**Об упражнении:** Продолжите текст о первичной терапии и бесполезности консультирования невротиков, начав сразу после его последнего предложения.
#### Извлечённый текст ####
Существует большое искушение думать, что кто‑то извне может тем или иным способом разрешить текущие проблемы пациента. Вся идея консультирования и просвещения невротиков, снабжения их брошюрами, излагающими голые факты (например, метедрин разрушает ткань печени) представляется мне в корне ошибочной. Информация играет, конечно, определенную положительную роль, но иррациональные силы, стоящие за патологическим поведением суть первичные силы. Впрыскивание отдельных разрозненных фактов не в состоянии остановить и обратить вспять первичный поток. Психологическое консультирование и убеждение больного в том, что надо быть внимательным и нежным по отношению к жене и детям, будут мало что значить для человека, которому приходится десятилетиями подавлять в себе ярость, ждущую высвобождения и разрешения. Надо твердо усвоить, что мы имеем дело не со страхами и гневом; мы имеем дело с людьми, страдающими от страха и гнева. Первичная терапия призвана помочь людям пережить великий страх, обусловленный ранним детским опытом, чтобы все дальнейшие переживания не сопровождались патологическими страхами.
#### Исходные данные ####
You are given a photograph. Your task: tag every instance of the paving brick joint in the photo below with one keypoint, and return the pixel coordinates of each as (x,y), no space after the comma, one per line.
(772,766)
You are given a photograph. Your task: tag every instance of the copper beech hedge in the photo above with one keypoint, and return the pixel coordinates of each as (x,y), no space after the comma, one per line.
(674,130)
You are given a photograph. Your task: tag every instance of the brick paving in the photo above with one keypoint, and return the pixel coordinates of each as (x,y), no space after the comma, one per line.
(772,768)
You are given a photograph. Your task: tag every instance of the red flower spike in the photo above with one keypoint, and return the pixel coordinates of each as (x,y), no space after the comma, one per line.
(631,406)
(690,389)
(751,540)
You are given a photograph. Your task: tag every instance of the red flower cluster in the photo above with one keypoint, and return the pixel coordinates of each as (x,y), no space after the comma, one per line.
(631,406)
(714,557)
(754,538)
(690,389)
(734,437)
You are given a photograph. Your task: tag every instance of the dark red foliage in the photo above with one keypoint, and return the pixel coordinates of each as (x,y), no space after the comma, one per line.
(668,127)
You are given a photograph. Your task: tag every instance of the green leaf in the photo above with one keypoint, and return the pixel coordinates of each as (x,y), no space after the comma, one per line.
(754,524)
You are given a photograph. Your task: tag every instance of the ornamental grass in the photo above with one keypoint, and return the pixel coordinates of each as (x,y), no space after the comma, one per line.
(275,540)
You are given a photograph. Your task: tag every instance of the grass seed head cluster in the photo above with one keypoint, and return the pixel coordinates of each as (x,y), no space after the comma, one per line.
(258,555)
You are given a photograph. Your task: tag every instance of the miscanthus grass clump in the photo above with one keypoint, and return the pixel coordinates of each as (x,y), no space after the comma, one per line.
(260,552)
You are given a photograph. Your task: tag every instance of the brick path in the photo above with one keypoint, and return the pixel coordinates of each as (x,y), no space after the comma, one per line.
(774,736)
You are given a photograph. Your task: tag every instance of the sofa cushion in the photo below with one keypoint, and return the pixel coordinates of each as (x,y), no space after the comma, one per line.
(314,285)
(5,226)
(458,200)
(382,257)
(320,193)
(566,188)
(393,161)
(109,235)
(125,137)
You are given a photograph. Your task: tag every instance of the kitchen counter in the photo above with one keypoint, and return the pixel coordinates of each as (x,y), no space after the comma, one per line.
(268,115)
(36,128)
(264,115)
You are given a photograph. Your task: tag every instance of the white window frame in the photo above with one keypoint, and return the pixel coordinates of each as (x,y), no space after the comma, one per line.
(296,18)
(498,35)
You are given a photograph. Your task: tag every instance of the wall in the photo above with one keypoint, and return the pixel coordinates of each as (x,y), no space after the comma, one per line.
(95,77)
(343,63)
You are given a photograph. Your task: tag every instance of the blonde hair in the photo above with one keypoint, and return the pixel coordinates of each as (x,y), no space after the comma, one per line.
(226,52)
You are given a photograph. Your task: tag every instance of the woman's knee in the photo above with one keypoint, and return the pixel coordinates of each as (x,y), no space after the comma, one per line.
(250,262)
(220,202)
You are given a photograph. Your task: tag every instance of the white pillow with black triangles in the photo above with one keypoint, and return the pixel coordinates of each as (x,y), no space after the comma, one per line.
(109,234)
####
**Поле для ответа:**
Ким
Семена моего невроза были посеяны в раннем детстве, когда я жила в родительском доме. Эта тема красной нитью проходит через все мое детство, так как мои родители выражали свою любовь ко мне только и исключительно материальными подарками.
Но откуда я теперь знаю, что мои родители никогда не любили и уже не полюбят меня? Не так давно мать рассказала мне об одной сцене (точно таким же тоном она могла рассказать мне об эпизоде бейсбольного матча), — когда отец впервые увидел меня, вернувшись домой с войны в 1945 году. Он заставил мать разбудить меня, посмотрел на меня, убедился, что я такая же, как все другие дети, и вышел из комнаты. Услышав этот рассказ я несколько часов безутешно рыдала. Конечно, я не помню этой сцены, но я знаю, что на протяжении целого года после нее я каждую ночь исполняла один и тот же ритуал: вставала на четвереньки и начинала биться головой о прутья кроватки. Думаю, я просто боялась остаться одна, боялась, что меня бросили. Я стучала головой о прутья для того, чтобы напомнить родителям, спавшим в соседней комнате, о моем существовании.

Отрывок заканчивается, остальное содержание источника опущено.